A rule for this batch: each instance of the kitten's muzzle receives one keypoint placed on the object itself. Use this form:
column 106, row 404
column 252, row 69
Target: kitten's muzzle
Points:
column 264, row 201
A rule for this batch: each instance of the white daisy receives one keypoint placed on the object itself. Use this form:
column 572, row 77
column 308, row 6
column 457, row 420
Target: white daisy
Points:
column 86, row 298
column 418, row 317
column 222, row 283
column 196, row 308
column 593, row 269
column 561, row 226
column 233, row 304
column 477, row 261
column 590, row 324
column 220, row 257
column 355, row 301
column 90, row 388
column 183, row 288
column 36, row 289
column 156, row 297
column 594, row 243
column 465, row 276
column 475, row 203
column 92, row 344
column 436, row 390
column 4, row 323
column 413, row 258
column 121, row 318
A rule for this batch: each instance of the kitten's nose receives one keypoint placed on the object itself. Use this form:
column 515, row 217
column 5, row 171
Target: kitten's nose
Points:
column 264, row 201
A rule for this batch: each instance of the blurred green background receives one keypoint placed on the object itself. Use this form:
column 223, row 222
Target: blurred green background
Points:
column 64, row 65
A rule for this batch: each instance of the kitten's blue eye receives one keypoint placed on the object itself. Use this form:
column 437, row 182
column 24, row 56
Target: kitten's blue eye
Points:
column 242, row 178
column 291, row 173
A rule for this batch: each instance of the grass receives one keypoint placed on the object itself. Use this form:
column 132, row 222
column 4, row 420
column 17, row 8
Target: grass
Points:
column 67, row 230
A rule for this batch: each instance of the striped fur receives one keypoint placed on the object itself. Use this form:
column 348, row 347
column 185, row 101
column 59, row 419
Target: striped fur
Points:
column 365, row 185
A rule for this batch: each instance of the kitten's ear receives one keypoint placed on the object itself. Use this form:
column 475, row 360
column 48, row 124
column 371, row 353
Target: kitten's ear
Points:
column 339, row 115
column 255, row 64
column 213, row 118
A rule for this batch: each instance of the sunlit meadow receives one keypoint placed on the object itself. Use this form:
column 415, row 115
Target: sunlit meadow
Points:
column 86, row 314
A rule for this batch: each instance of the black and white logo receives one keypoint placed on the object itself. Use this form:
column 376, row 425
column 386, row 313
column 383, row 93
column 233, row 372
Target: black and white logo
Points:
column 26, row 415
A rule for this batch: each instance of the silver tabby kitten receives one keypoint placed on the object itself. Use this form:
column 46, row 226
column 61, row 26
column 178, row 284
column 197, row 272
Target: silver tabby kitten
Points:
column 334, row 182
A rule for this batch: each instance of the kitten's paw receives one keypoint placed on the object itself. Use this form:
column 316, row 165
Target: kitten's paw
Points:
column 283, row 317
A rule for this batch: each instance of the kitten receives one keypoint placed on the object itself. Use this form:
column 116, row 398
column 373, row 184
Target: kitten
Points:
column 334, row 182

§ **Problem**: Could you copy out every one of the records above, line for line and unchanged?

§ **Answer for this exercise**:
A rule for this batch: each instance of the kitten's muzzle receives one keypoint placed on the object itself. Use this form:
column 106, row 404
column 252, row 69
Target: kitten's muzzle
Points:
column 264, row 201
A rule for this batch: each instance of the white daisy receives one keypoint placed on the object itself. Use this form:
column 572, row 77
column 308, row 6
column 457, row 420
Target: white daisy
Points:
column 86, row 298
column 418, row 317
column 222, row 283
column 196, row 308
column 593, row 269
column 561, row 226
column 233, row 304
column 477, row 261
column 590, row 324
column 220, row 257
column 355, row 301
column 90, row 388
column 183, row 288
column 36, row 289
column 156, row 297
column 594, row 243
column 465, row 276
column 475, row 203
column 92, row 344
column 436, row 390
column 4, row 323
column 413, row 258
column 121, row 318
A rule for this batch: each instance of the kitten's nose receives one keypoint placed on the object itself. Use this form:
column 515, row 217
column 5, row 171
Target: kitten's nose
Points:
column 264, row 201
A rule for this batch: each instance of the blurred green background receives one keypoint placed on the object itself. Use this form:
column 223, row 222
Target: blurred green background
Points:
column 64, row 65
A rule for this batch: each instance of the kitten's blue eye receives one keypoint placed on the object itself. Use this form:
column 437, row 182
column 24, row 56
Target: kitten's blue eye
Points:
column 242, row 178
column 291, row 173
A rule for this batch: each instance of the grass receives one keypoint placed on the object itself. Use this form:
column 132, row 222
column 4, row 420
column 17, row 8
Target: grass
Points:
column 67, row 230
A rule for this batch: each instance of the striped fur receives one keypoint placed on the object itself. Use this form:
column 348, row 347
column 185, row 101
column 59, row 419
Target: striped fur
Points:
column 365, row 185
A rule for this batch: each instance of the kitten's ear receives one keypoint placed on the object itself. Use this form:
column 475, row 360
column 48, row 124
column 371, row 353
Target: kitten's ear
Points:
column 339, row 115
column 255, row 64
column 213, row 118
A rule for this batch: each instance of the sunlit meadow receives one keypoint placed on the object itself. Use this form:
column 415, row 115
Target: sunlit meadow
Points:
column 86, row 314
A rule for this batch: each instance of the black and white logo receives one keypoint placed on the object itself. Use this form:
column 376, row 425
column 386, row 313
column 383, row 93
column 233, row 372
Target: black and white logo
Points:
column 26, row 415
A rule for this batch: each instance of the silver tabby kitten receives one keypoint placed on the object itself. Use this form:
column 46, row 226
column 61, row 26
column 178, row 284
column 197, row 272
Target: silver tabby kitten
Points:
column 334, row 182
A rule for this batch: each instance of the kitten's paw receives one keypoint placed on the object itself. Use this form:
column 316, row 165
Target: kitten's paw
Points:
column 283, row 317
A rule for this batch: each instance of the kitten receives one keypoint placed on the object itself. Use this form:
column 116, row 398
column 373, row 184
Target: kitten
Points:
column 334, row 182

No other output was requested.